(Directions for this task)
Beneath this line are the data; copy exactly the part of them that opens with the line containing "Target: flower stem" and closes with the line containing "point(2, 69)", and only that part.

━━━━━ Given data

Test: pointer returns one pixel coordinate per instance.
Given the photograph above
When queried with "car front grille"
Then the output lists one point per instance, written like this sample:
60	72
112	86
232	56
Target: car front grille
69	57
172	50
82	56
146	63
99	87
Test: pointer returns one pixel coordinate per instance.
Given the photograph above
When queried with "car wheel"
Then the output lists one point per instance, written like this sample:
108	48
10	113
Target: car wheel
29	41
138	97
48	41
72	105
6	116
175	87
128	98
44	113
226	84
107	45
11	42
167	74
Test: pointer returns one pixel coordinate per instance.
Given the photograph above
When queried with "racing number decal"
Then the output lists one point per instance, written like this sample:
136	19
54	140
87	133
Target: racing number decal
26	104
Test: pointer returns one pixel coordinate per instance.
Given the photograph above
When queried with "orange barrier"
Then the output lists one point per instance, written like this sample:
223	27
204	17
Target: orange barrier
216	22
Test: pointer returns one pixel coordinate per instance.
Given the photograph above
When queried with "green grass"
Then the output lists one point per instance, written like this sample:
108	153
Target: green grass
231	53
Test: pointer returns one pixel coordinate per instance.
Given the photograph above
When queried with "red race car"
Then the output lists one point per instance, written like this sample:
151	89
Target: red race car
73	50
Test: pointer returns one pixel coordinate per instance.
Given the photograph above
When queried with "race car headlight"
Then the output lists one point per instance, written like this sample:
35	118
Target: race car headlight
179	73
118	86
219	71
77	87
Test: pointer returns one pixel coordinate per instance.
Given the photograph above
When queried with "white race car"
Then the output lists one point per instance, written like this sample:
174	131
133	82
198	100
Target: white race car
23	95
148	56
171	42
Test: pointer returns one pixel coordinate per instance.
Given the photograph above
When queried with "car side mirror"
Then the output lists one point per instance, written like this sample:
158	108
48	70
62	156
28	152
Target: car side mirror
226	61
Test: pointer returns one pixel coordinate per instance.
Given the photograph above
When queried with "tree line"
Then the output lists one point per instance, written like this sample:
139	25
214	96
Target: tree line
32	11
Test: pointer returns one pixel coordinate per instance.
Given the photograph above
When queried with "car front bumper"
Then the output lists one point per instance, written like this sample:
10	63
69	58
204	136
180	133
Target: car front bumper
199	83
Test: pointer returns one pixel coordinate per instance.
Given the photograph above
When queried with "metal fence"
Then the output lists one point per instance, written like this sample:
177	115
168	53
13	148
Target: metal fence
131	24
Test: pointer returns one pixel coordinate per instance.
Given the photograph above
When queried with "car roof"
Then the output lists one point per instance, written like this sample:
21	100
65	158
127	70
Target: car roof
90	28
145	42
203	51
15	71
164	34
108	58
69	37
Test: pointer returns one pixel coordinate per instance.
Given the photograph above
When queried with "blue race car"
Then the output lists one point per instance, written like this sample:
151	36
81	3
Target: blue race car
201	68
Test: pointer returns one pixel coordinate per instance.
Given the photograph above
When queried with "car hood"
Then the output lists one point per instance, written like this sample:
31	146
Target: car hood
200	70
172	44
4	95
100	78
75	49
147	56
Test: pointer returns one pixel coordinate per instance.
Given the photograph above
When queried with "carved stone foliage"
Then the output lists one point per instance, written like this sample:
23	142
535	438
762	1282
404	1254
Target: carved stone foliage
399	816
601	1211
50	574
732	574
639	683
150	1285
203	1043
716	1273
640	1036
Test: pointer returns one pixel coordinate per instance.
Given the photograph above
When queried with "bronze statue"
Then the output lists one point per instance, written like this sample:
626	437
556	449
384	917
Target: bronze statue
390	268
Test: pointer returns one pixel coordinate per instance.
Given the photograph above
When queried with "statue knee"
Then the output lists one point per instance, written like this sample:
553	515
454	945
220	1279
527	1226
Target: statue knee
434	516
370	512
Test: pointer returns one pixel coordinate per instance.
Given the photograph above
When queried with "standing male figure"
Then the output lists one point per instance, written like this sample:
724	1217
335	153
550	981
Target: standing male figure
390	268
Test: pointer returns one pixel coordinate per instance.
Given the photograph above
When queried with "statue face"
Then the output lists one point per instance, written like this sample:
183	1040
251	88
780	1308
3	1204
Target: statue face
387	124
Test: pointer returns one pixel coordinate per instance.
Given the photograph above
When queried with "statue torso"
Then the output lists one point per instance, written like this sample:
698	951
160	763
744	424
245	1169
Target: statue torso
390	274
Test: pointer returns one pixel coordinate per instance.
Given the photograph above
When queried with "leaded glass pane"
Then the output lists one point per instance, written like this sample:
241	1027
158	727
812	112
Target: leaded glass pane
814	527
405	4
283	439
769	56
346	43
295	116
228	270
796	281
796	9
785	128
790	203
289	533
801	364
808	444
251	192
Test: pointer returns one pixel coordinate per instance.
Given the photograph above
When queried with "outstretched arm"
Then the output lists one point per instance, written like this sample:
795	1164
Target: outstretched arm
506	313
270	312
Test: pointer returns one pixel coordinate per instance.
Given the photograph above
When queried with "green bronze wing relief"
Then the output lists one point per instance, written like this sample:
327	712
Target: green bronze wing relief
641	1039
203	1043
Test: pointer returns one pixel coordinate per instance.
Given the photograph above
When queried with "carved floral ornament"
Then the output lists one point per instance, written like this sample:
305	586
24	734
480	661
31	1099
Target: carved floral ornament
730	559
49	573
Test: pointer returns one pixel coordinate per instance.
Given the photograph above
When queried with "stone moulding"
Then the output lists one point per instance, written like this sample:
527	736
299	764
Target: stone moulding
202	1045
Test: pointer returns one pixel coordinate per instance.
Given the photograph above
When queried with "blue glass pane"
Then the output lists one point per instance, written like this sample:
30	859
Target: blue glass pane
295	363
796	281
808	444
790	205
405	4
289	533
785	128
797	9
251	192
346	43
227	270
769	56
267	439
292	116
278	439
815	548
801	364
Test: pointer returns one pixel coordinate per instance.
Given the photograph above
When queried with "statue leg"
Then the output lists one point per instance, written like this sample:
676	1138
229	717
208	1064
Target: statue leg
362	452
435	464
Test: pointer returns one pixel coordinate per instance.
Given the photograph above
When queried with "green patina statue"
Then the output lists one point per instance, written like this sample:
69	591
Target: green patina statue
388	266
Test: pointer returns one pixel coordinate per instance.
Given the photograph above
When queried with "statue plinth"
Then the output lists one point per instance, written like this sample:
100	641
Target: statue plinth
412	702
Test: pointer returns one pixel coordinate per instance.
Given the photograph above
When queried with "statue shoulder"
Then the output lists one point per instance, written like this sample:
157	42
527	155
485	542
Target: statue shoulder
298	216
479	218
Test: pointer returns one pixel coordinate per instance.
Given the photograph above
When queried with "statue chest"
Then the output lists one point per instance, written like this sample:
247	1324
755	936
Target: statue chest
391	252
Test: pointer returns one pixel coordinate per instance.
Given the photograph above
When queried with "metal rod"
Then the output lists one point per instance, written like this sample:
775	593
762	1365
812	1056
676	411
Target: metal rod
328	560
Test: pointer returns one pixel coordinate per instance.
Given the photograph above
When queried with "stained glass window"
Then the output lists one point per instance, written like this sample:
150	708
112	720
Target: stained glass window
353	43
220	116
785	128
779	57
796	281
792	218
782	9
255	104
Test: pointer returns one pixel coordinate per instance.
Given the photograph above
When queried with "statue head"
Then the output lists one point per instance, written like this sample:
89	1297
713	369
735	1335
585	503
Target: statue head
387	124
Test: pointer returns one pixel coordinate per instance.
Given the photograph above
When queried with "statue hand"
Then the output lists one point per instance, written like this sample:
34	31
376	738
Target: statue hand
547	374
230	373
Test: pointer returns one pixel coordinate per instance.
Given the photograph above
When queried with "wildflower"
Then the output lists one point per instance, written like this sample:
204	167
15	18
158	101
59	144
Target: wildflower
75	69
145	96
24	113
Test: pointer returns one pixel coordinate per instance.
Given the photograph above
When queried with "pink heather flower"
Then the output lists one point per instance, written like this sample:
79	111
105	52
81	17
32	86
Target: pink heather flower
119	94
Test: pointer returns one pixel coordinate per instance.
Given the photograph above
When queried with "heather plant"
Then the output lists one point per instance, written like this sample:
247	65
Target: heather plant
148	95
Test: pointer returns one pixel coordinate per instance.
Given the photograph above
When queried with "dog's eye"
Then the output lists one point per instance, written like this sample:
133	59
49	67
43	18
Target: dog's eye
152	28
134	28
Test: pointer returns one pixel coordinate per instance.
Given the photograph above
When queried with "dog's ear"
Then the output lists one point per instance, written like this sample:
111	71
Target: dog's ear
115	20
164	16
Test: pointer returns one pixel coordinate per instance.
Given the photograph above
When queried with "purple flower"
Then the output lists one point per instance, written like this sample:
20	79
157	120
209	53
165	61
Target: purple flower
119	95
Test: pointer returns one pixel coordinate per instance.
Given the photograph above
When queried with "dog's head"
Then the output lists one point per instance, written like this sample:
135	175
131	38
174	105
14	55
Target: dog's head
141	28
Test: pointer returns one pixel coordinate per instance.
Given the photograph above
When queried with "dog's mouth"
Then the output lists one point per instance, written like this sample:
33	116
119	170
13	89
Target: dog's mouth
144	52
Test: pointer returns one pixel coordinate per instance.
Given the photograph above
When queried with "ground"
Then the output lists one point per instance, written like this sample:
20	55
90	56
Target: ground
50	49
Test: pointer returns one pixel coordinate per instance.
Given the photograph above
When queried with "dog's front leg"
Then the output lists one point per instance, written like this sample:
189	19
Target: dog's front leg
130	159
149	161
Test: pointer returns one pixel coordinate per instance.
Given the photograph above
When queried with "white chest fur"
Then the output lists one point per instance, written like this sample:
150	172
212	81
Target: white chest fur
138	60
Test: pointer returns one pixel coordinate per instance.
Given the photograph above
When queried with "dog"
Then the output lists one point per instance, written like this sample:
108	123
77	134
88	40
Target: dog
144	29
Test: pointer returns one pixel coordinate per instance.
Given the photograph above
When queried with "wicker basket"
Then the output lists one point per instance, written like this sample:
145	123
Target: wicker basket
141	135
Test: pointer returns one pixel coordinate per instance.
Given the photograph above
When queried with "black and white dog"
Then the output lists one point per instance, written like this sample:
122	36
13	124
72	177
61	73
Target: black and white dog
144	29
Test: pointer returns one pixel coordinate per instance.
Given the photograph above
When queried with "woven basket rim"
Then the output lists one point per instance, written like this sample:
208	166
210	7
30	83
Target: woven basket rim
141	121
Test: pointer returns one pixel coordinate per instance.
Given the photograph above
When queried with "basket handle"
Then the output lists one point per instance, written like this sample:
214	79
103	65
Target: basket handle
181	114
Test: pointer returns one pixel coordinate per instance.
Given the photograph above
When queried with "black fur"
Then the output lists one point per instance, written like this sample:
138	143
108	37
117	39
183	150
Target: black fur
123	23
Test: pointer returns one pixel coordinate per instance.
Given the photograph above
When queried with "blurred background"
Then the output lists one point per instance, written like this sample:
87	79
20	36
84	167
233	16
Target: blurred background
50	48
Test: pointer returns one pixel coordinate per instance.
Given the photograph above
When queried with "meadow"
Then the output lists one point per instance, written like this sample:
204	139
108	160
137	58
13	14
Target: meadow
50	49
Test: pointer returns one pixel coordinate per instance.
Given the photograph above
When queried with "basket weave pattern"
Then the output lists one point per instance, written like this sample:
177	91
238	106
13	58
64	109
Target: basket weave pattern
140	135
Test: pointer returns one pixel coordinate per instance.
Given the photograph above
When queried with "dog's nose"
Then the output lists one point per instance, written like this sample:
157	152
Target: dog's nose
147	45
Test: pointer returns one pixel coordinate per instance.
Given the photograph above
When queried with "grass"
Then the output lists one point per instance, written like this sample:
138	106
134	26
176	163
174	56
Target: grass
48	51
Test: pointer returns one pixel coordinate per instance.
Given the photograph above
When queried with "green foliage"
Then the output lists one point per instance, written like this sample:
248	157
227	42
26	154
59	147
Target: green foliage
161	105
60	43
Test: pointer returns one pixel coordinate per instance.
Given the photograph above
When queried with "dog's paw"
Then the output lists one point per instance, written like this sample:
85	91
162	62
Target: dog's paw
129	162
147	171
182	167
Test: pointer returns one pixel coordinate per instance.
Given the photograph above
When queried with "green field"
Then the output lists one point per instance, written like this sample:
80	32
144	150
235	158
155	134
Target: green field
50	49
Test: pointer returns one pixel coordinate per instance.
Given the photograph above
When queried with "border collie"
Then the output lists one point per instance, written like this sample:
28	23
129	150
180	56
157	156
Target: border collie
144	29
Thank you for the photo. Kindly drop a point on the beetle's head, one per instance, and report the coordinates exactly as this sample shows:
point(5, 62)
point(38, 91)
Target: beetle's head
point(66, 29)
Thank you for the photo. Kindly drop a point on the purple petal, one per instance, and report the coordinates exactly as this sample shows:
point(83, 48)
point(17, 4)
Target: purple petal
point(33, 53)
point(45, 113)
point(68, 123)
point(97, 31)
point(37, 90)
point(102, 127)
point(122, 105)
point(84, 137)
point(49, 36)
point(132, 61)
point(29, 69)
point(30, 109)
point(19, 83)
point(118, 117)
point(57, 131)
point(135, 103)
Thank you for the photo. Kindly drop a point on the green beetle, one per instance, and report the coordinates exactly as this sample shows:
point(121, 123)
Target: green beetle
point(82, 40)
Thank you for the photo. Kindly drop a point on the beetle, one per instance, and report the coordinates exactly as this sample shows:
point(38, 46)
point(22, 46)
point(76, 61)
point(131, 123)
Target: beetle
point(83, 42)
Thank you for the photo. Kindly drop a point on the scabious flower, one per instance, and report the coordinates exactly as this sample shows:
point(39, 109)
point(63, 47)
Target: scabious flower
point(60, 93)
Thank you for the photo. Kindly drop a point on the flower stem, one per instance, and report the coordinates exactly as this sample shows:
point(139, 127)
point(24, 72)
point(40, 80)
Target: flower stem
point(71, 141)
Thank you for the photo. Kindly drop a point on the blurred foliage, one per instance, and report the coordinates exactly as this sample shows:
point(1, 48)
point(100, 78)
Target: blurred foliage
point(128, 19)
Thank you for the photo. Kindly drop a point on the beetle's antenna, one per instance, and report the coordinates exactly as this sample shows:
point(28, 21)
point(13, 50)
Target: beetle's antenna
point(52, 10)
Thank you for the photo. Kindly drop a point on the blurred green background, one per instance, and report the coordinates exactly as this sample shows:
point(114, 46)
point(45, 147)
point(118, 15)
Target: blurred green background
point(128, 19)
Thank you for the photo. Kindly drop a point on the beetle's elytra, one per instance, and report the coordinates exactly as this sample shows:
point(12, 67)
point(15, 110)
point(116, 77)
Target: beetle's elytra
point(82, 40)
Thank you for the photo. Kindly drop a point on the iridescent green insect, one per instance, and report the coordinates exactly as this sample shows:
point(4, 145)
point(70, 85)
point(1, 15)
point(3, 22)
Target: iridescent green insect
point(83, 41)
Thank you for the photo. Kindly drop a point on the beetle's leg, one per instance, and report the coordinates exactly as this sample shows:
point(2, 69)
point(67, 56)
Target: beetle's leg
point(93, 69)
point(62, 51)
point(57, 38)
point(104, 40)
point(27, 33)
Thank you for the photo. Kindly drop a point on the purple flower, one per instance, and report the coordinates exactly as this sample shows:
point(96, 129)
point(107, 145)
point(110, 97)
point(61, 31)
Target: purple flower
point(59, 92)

━━━━━━━━━━

(Response to the task)
Target: flower stem
point(71, 141)
Thank you for the photo. Kindly drop a point on the blurred foliage, one per instance, and report the coordinates exactly as this sample shows:
point(1, 48)
point(100, 78)
Target: blurred foliage
point(128, 19)
Thank you for the photo. Kindly drop a point on the beetle's antenna, one per instance, and report the coordinates exactly as this sample shows:
point(28, 21)
point(13, 50)
Target: beetle's antenna
point(52, 10)
Thank you for the photo. Kindly drop a point on the blurred green background, one per instance, and report the coordinates exactly as this sample shows:
point(114, 46)
point(45, 147)
point(118, 15)
Target: blurred green background
point(128, 19)
Thank you for the photo. Kindly drop a point on the beetle's elytra, one per instance, and report the coordinates exactly as this sample shows:
point(12, 67)
point(15, 110)
point(116, 77)
Target: beetle's elytra
point(82, 40)
Thank you for the photo. Kindly drop a point on the iridescent green insect, one per instance, and report the coordinates exactly as this sample shows:
point(4, 145)
point(70, 85)
point(1, 15)
point(3, 22)
Target: iridescent green insect
point(83, 41)
Thank you for the photo. Kindly drop a point on the beetle's leg, one per instance, and report the coordinates exactly as this sample shows:
point(2, 69)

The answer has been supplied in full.